GOAL OF THE EXERCISE :: Name every US state that the news item below on prison organizing mentions.

QUOTED PASSAGE ::

┄┄┄┄┄┄┄┄┄┄

March 8, 2011 Anarchist News
On Saturday March 12, there will be a follow up national call-in day to
the North Carolina Department of Corrections, in solidarity with prison
rebels across the state, and in particular those facing repercussions for
organizing study groups and collective actions at Bertie Correctional
Institution in Windsor, NC.
Organizing in Windsor has happened alongside the now famous rebellion in
Georgia, where in mid-December of 2010 prisoners organized the largest
coordinated prison strike in US history. For six days, in at least six
facilities across the state, thousands of prisoners refused to work in
response to the brutality and indignity of prison. Anarchists and radicals
responded with call-in days and solidarity demonstrations outside of jails
and prisons in their own towns. Similar tactics, low-risk but diffuse and
constant, were recently used to great success in conjunction with a hunger
strike by four Ohio prisoners on death row for their role in the
Lucasville prison rebellion.

┄┄┄┄┄┄┄┄┄┄

(Data listing)
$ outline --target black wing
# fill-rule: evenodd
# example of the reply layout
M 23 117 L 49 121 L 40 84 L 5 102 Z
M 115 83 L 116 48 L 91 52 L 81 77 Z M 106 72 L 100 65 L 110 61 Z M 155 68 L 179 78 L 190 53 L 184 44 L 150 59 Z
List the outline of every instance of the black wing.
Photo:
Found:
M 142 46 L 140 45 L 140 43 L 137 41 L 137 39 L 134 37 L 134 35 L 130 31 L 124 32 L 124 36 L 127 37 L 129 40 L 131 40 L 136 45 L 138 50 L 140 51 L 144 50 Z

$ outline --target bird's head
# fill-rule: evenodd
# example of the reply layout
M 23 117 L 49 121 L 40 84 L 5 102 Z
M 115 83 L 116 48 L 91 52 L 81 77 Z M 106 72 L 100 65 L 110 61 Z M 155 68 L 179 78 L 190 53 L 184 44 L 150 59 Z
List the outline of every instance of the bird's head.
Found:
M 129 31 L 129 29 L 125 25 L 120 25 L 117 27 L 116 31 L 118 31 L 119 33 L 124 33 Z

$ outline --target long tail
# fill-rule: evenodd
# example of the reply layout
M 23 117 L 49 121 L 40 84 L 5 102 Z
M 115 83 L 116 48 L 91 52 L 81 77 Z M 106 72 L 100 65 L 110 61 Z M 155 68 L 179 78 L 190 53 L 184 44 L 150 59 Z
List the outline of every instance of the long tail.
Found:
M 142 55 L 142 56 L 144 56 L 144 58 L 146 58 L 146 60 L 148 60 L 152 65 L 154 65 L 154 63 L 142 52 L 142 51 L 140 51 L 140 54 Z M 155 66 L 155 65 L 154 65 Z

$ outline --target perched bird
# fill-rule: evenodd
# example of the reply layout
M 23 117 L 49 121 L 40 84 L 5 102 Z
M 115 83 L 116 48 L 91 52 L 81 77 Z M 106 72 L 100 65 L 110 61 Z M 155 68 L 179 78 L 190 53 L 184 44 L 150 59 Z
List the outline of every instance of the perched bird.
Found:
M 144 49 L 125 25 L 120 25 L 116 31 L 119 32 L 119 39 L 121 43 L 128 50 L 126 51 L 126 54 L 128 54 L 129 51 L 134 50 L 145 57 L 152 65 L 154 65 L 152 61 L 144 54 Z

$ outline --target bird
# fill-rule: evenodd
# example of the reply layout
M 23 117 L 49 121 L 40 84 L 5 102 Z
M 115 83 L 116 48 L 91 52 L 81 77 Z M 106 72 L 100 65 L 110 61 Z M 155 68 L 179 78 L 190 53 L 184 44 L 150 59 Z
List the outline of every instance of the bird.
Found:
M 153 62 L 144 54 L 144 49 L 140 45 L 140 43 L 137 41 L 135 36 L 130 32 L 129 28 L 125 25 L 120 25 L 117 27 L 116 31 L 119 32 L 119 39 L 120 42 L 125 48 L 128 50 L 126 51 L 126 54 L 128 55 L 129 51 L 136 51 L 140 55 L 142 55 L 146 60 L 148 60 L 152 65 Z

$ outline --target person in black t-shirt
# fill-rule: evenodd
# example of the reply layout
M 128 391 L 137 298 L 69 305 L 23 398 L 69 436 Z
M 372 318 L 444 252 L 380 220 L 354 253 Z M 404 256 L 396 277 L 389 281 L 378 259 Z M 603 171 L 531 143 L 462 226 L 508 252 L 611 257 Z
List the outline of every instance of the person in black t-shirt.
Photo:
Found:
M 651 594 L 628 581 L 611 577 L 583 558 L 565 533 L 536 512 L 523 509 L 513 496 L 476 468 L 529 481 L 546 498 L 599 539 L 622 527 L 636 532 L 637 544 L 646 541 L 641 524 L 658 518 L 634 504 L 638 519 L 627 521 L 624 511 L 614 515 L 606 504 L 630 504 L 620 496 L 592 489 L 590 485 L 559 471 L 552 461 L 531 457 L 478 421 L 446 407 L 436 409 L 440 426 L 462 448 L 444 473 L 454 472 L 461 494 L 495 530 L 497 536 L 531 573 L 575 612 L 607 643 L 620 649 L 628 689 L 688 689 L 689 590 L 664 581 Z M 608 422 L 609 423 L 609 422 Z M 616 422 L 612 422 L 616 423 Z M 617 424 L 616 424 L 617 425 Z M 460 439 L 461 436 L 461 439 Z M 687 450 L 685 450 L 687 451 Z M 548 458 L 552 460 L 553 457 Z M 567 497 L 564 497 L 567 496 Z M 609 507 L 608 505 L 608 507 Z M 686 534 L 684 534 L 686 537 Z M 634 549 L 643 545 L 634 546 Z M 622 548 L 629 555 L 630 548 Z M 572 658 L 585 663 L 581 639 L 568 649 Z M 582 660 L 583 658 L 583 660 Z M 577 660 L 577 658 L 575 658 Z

┄┄┄┄┄┄┄┄┄┄

ANSWER IN FULL :: North Carolina, Georgia, Ohio